WVGHH77L44D045134 has eleven completed recalls, no open campaigns at this time

the service work, dead horn, thats why the bumper cover thing in there, the battery was replaced, the seat thing is an airbag wiring harness issue, also it says the level control system module (air suspension) was replaced.


_Modified by NashGTI at 9:07 AM 6-7-2007_


----------



## cheddardip (Jun 1, 2007)

*Re: How big a piece of crap is the 2004 Touareg V10 TDI? (NashGTI)*

Nash, how did you check his VIN?


----------



## irbrenda (Oct 9, 2000)

*Re: How big a piece of crap is the 2004 Touareg V10 TDI? (Hugo L.)*

Well, I'll be just as blunt: With a thread title like that on this forum, and from your charming post, why would you even consider a Touareg? Go away! I'm insulted.


----------



## NashGTI (Mar 8, 2006)

access to the VW service program, i work at a dealership


----------



## rlkeen (May 15, 2006)

*Re: How big a piece of crap is the 2004 Touareg V10 TDI? (rlkeen)*

something I didnt include in the last reply I traded a 97 4runner in on my touareg and dont regret it at all.
※
**STATED EXERCISE A**
Return every line of the entries below that contains the string "roof". Case counts.

**RECORDS SHOWN**
※
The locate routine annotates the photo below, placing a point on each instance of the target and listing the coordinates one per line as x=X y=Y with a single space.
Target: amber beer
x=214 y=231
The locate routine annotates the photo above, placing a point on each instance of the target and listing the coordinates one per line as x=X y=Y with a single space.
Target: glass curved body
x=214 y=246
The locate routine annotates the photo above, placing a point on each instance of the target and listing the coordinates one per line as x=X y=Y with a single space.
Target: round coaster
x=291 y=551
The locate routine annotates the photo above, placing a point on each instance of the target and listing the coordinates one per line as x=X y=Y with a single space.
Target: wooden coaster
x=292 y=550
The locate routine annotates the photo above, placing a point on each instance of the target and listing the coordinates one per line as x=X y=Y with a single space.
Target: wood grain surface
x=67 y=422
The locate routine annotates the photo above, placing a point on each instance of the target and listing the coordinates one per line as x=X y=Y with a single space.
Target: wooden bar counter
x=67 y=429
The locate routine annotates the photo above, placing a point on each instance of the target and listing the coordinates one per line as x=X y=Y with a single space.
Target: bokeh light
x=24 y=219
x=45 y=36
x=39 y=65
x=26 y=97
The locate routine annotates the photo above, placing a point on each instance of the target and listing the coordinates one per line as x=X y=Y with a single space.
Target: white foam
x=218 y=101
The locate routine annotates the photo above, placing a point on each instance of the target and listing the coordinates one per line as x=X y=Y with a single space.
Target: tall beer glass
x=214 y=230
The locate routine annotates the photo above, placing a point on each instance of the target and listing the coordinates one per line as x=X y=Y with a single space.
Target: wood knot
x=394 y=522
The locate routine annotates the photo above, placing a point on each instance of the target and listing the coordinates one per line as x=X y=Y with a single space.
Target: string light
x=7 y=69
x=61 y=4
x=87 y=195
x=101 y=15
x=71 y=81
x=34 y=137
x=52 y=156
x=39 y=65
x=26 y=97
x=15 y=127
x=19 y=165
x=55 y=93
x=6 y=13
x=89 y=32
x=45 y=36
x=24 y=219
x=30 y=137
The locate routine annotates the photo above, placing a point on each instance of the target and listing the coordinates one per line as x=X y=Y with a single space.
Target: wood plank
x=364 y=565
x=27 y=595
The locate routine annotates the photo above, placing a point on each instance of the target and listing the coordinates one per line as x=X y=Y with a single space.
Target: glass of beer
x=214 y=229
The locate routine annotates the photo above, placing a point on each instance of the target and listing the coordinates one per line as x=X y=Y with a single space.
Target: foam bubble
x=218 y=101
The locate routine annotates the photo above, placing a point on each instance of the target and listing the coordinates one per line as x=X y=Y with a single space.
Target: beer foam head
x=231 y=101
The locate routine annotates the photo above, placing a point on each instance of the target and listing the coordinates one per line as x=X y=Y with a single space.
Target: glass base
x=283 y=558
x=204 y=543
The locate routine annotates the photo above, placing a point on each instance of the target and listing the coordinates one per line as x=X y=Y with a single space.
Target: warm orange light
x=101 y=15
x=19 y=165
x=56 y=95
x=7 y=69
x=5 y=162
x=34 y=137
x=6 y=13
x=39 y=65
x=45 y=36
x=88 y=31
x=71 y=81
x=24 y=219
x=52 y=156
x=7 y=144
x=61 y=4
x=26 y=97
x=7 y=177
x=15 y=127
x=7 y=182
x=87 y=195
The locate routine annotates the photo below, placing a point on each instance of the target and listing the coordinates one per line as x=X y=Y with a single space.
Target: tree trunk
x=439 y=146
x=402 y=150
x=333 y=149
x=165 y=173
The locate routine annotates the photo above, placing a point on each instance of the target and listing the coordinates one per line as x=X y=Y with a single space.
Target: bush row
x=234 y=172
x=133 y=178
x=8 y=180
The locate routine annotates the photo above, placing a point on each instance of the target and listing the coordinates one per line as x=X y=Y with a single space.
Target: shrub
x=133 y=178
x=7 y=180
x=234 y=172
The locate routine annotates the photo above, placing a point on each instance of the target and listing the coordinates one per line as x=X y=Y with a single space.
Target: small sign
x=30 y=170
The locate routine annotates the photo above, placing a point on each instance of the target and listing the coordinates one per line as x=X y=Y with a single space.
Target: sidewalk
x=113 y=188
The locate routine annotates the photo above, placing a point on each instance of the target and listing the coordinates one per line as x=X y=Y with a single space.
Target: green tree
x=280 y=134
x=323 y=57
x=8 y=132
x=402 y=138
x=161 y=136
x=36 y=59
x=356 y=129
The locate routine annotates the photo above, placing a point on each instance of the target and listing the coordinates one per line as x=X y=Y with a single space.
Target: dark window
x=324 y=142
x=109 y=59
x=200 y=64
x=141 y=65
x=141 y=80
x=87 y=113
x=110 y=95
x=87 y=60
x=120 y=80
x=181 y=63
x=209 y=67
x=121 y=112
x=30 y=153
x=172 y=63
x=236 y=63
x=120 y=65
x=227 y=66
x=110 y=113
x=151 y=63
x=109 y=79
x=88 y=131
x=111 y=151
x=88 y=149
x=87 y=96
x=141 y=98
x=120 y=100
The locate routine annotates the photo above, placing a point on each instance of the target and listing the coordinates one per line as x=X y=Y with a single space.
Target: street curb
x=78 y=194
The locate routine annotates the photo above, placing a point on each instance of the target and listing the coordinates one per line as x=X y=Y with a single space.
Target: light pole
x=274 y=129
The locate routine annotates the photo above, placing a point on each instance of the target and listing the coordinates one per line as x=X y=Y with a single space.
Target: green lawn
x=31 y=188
※
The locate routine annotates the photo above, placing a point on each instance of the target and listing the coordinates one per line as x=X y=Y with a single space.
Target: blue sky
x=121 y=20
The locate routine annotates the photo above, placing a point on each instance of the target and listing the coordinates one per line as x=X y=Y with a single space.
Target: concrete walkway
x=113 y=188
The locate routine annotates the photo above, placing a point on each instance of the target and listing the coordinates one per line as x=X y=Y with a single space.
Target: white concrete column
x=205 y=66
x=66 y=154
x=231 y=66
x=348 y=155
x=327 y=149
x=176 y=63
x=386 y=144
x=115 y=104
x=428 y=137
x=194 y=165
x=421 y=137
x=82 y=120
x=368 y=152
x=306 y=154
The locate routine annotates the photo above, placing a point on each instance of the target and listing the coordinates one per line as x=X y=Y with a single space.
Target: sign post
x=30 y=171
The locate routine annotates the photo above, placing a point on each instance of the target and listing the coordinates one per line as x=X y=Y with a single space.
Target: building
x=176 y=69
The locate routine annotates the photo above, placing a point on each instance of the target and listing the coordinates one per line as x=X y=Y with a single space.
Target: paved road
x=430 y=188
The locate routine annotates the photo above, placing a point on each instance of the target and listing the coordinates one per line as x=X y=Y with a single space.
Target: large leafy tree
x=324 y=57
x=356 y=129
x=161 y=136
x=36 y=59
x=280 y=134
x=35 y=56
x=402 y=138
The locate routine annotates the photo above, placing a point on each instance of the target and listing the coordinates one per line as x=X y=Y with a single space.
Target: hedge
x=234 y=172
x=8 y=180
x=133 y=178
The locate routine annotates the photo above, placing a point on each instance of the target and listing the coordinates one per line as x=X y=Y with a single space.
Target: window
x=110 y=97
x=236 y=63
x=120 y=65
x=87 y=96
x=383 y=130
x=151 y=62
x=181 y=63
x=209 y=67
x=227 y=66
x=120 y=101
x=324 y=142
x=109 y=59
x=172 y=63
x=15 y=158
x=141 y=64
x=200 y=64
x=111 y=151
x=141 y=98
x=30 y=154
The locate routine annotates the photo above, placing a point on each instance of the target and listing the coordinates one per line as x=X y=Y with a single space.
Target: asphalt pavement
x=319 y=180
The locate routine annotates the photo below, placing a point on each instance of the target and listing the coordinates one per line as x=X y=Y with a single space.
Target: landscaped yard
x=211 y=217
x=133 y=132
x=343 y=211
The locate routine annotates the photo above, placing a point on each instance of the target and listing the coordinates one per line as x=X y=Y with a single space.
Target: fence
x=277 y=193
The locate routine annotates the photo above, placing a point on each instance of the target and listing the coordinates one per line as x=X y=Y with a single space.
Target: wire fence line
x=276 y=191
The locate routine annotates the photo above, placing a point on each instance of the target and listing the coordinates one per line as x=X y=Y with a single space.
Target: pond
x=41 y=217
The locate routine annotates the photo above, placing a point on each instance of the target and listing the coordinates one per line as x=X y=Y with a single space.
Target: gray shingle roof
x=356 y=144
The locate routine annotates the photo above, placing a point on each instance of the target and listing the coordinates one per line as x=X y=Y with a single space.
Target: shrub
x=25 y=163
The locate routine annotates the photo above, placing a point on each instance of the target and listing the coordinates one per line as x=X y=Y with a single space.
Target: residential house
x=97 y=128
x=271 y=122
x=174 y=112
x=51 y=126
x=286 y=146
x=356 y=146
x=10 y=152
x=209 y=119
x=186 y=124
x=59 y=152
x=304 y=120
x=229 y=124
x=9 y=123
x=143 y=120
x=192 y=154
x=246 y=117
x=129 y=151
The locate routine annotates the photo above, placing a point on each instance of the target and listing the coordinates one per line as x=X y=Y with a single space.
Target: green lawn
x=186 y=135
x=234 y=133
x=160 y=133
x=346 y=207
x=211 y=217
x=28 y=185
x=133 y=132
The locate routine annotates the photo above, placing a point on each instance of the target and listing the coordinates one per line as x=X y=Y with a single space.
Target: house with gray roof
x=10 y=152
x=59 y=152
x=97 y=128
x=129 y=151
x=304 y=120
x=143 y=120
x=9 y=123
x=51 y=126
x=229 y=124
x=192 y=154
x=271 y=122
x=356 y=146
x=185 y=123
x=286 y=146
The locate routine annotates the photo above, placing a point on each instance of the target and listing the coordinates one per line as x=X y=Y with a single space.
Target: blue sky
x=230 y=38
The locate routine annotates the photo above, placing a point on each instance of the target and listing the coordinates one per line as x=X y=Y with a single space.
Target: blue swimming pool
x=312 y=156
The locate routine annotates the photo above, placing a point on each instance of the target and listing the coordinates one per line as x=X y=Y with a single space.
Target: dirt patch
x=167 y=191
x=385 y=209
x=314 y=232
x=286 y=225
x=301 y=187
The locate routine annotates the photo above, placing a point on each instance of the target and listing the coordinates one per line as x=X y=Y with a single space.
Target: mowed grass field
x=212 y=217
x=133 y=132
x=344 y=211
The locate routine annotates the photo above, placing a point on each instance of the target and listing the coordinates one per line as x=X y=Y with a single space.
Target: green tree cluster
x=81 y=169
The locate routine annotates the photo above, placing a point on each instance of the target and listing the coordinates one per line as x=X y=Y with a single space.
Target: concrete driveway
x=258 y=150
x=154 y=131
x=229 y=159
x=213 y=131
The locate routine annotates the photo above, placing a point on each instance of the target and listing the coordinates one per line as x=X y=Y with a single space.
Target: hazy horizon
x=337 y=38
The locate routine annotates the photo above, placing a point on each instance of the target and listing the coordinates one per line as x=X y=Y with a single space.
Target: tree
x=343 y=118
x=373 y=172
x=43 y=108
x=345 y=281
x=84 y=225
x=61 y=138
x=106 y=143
※
**STATED EXERCISE B**
Answer these about the forum thread above, one per line:
(i) How many completed recalls are listed for the VIN?
(ii) Where does NashGTI say he works?
(iii) What vehicle did rlkeen trade in on the Touareg?

**RESPONSE A**
Target: gray shingle roof
Target: house with gray roof

**RESPONSE B**
(i) Eleven
(ii) At a dealership
(iii) A 97 4runner